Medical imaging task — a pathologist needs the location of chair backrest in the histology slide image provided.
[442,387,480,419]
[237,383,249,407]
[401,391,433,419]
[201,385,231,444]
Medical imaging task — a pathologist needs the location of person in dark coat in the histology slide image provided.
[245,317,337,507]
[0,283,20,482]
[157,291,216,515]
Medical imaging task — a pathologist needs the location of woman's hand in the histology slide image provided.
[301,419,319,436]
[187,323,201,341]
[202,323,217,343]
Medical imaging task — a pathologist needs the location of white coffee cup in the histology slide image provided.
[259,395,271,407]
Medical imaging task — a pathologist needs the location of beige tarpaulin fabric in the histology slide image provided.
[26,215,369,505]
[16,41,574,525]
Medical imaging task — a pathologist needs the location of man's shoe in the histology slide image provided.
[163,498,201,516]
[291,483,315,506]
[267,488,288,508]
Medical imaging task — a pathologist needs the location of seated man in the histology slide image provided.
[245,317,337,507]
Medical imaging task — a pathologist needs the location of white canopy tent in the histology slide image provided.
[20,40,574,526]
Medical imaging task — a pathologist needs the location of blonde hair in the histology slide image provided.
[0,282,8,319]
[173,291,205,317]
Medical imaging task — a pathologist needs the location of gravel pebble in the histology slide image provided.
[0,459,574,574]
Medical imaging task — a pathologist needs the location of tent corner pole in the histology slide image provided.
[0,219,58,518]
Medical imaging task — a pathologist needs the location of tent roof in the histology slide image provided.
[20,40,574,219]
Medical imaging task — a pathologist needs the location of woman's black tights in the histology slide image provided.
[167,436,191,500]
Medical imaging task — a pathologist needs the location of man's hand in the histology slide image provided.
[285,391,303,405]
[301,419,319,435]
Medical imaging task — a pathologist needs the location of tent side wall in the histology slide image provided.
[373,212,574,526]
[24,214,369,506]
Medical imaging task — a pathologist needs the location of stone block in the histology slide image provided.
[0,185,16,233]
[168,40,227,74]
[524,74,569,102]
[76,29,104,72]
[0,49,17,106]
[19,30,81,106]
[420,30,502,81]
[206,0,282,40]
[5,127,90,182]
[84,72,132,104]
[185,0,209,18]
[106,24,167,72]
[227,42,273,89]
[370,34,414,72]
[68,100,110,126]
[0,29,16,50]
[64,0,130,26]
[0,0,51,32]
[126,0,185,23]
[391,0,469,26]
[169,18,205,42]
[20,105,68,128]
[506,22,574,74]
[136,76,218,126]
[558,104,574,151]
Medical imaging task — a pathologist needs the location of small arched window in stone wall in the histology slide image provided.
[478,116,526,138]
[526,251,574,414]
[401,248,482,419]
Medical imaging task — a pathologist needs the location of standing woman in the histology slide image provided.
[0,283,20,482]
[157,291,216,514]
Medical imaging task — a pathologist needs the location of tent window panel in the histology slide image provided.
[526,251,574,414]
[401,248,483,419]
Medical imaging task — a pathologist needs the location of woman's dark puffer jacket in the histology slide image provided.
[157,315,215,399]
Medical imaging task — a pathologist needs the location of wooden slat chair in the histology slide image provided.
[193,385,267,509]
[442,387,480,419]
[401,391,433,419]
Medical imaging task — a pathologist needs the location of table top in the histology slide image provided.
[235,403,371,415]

INSTRUCTION:
Reproduce the records verbatim, starting at the line that contains "side wall in the histology slide image provided." and ending at the line that contains "[401,248,482,419]", with both of those lines included.

TASK OUTPUT:
Medical imaging task — a pathologist needs the location of tent side wall in the histology slide image provided.
[373,212,574,526]
[24,214,369,506]
Medical imaging task — a pathologist needs the location of stone block in the histology slide image provided.
[0,185,16,233]
[168,40,227,74]
[524,74,569,102]
[76,29,104,72]
[0,49,17,106]
[19,30,81,106]
[420,30,502,81]
[206,0,282,40]
[5,127,90,182]
[84,72,132,104]
[185,0,209,18]
[106,24,167,72]
[227,42,273,89]
[370,34,414,72]
[68,100,110,126]
[0,29,16,50]
[64,0,130,26]
[0,0,51,32]
[126,0,185,23]
[391,0,469,26]
[169,18,205,42]
[20,105,68,128]
[506,22,574,74]
[136,76,218,126]
[558,104,574,151]
Medical imaging task — a pathologist needs the location of small arched window in stone wall in the histology slide image provided.
[478,116,526,138]
[526,251,574,414]
[401,248,482,419]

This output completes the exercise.